Restate the records in full, keeping every word as it is.

Collection entries
════════
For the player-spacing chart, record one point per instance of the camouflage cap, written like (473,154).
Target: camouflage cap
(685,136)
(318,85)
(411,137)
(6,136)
════════
SOLUTION TO THIS PROBLEM →
For the player-spacing chart, record one point per instance of the camouflage cap, written like (473,154).
Target: camouflage cap
(685,136)
(318,85)
(411,137)
(6,136)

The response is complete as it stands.